■ Requirement A:
In the blog post about Tender Hearts & Arts, in what month and year did the writer's mother die?
■ Requirement B:
Pick up the blog post about Tender Hearts & Arts after its last sentence and continue it.

Friday, August 26, 2005

Tender Hearts and Arts

Tender Hearts & Arts

I am quite the chatterbox this morning which is pretty stupid because of my poor throbbing finger, but I’ve been reflecting on some things and want to share.

Why Tender Arts?  Nobody has ever asked me that, but there is a reason.  When my husband Jerry died, I went through a very long dark stage in my soul.  Bitterness crept in bit by bit until it was such a part of me that I thought it was normal.  In January of 2003, I joined one of the best Bible Studies I had ever been in.  It really went to the heart of me and allowed me to see how my bitterness was affecting all of my relationships.  When we allow negativity, bitterness, rage to be the things in our heart, we contribute to the pain that is in the world.  We become part of the pain.  It is only by being tenderhearted that we can truly make a difference in the world.  Of course it starts small.  It begins in my heart and hopefully those who come into contact with me are encouraged and their hearts become a little more tender.  Perhaps they will pass it on.  Personally, I know that by letting go of the pain that bound me, I was able to really love again.  And be loved again.  And it has come back to me a hundredfold.  Yes, I am open to pain, but it beats being bound by rage!

There is a verse in the bible that really spoke to me on this issue.  There are, of course, many wonderful passages that speak to the issue of being tenderhearted.  But this, in Paul’s letter to the Ephesians, really seemed to be directed at me:
31Get rid of all bitterness, rage, anger, harsh words, and slander, as well as all types of malicious behavior. 32Instead, be kind to each other, tenderhearted, forgiving one another, just as God through Christ has forgiven you.
This is from Chapter 4 and is from the Living Bible.

But wait!  There’s more!  Unlike Jerry’s death which was more like a bomb that exploded in my life, my mom’s passing was full of lessons that I could learn as we said our good byes.  She had advanced stomach cancer and after her surgery we had almost a year and a half (which was something of a miracle considering the stage of her cancer) to just love each other.   She died in November, 2002.  She was only 64 and had lots of plans for her retirement.  As she weakened, I discovered dollmaking.  At first they were very simple rag dolls, but they were the outlet I needed.   As we neared the end of my mother’s life, it really began to sink in that life on earth is so fleeting.   There are no guarantees, except in Heaven.  All my life I had let fear be my dictator.  Especially when it came to my creative side.  I’ve always loved to make things.  But I could never believe that anyone would want the things I made.  People who loved me had tried to encourage me before to sell some of my crafts, but I was afraid.  After Mom died I realized how much I was limiting myself.  It didn’t matter if anyone wanted my stuff or not, it only mattered that I try!

[Data items]
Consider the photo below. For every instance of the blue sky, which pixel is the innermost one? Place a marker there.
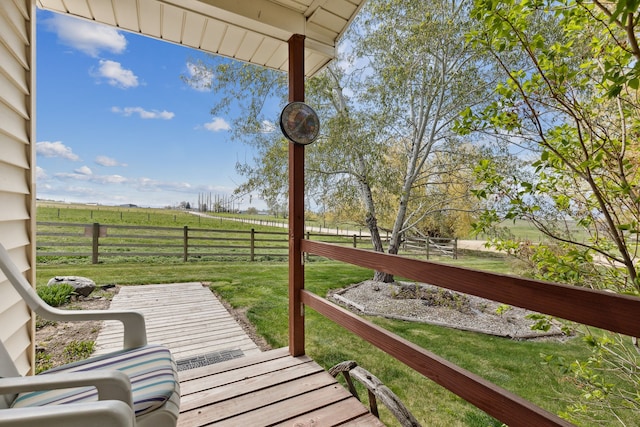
(115, 123)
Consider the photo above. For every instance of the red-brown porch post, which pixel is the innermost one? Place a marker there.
(296, 204)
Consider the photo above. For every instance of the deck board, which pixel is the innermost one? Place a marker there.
(272, 388)
(258, 389)
(185, 317)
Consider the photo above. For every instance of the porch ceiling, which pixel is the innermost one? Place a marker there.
(254, 31)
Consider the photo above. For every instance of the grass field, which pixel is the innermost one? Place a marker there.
(261, 289)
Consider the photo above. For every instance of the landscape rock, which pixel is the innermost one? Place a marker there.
(82, 285)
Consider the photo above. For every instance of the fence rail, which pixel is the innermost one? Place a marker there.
(99, 241)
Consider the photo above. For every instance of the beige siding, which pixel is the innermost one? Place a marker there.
(17, 186)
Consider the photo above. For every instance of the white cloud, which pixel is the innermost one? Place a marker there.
(111, 179)
(86, 175)
(87, 37)
(144, 114)
(108, 161)
(217, 124)
(55, 149)
(84, 170)
(115, 75)
(199, 77)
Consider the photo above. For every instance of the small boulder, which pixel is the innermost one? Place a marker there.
(81, 285)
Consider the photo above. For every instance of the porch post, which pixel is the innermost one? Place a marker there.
(296, 204)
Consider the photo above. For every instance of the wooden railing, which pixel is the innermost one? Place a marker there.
(616, 313)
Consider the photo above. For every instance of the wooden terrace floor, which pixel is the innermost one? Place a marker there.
(252, 389)
(185, 317)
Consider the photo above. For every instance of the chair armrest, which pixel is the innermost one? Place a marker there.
(135, 332)
(106, 413)
(111, 384)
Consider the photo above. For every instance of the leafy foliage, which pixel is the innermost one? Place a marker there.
(78, 350)
(568, 97)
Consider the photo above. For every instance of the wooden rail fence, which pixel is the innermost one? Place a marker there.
(98, 241)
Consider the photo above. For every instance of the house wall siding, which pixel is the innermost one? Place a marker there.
(17, 172)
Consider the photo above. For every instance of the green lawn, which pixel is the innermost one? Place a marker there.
(261, 288)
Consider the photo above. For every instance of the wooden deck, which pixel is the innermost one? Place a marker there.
(268, 389)
(255, 389)
(185, 317)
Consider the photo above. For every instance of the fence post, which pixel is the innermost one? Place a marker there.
(185, 243)
(428, 244)
(95, 243)
(455, 248)
(253, 244)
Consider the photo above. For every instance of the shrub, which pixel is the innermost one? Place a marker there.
(78, 350)
(55, 295)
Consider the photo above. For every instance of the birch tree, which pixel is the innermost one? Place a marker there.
(424, 75)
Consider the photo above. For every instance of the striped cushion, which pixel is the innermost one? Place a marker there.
(151, 370)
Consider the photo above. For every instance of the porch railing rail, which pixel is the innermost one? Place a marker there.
(613, 312)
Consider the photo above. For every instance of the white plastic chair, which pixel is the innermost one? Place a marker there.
(137, 386)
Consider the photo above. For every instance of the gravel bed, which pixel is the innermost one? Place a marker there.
(473, 313)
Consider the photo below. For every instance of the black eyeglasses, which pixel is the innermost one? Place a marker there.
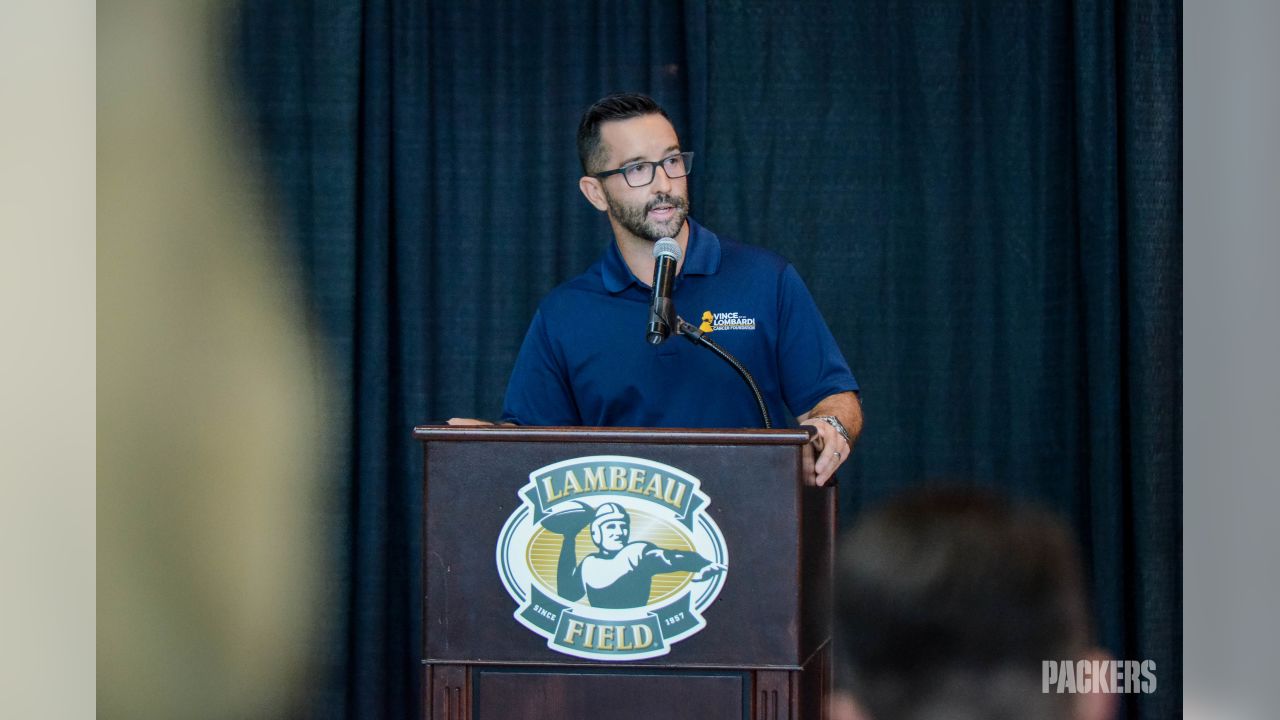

■ Written response A:
November 2002.

■ Written response B:
So I did.  My first ideas weren’t very good, but at least I was working at creating my doll business.  One of my big issues was coming up with a name for my business.  I tried out many goofy ones until one day while reading the Bible passage above, I got the idea of Tender Hearts.  It seemed just perfect.  Then I googled it to see if anyone else had it.  Guess what!  It’s a popular name!  As I was looking at the name on paper, I noticed that the last letters in Hearts were arts.  Well, arts is perfect too.  My dolls are humble, but they are my creative expressions and therefore I will call them my art.  Tender Arts.  A personal reminder to me keep my heart tender and an expression of what I do which is craft from my heart.

But right now I need less reflection and more expression!  I only have two things for sale!  You would think by the way I’m talking that I am the head of an omnibusiness!  And I need some Motrin for my finger!

3 friends said....:

  1. Thanks for posting this, it's human and it's lovely.

  2. Dearest Bettsi... ; ) Josephine

  3. I see that someone else has said what I was going to say, but for what it's worth: Thanks for posting this.